=== Information supplied ===
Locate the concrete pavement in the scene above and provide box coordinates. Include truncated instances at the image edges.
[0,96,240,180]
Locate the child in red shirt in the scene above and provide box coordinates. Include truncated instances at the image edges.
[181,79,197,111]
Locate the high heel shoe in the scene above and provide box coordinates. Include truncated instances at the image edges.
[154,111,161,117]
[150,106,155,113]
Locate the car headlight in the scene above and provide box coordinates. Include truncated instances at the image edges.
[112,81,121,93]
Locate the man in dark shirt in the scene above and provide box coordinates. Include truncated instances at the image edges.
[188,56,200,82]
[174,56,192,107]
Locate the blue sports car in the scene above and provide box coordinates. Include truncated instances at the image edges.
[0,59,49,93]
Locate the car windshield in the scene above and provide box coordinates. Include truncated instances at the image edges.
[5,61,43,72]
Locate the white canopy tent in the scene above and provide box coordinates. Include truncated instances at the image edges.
...
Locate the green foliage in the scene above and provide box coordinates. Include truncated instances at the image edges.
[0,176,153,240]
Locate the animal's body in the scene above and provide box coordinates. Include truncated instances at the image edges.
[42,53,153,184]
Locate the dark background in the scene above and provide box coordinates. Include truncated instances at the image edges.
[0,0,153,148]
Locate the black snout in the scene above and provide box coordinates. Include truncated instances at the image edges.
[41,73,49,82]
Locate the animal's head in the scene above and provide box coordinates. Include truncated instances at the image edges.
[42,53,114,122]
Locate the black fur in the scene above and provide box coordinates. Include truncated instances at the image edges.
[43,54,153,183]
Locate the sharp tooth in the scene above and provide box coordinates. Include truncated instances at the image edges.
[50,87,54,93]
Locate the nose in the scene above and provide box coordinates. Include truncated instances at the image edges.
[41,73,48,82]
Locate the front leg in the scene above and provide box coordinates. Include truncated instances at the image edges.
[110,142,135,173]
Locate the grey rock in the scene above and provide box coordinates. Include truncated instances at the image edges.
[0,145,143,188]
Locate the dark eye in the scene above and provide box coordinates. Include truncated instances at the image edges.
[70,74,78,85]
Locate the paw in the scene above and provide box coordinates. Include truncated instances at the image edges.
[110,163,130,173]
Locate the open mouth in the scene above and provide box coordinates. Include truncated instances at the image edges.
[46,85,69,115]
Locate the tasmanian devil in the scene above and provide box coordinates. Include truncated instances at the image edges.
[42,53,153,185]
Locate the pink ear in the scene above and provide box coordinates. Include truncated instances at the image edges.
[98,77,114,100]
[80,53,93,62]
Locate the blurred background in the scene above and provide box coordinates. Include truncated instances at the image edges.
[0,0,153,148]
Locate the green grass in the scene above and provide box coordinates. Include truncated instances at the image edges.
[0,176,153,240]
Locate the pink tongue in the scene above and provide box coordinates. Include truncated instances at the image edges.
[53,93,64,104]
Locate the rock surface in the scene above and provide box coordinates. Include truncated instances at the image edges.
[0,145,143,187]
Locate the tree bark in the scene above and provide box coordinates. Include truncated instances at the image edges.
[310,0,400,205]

=== Task prompt ===
Switch "high heel shoe" to "sandal" in the lines from the one containing "Locate the high" through the one containing "[150,106,155,113]", inclusive, and give back only those lines with everything else unchanged.

=== Complete answer ===
Locate the sandal in the scene above and provide box coordinates. Include truncated instances at the image edges.
[154,111,161,117]
[150,106,155,113]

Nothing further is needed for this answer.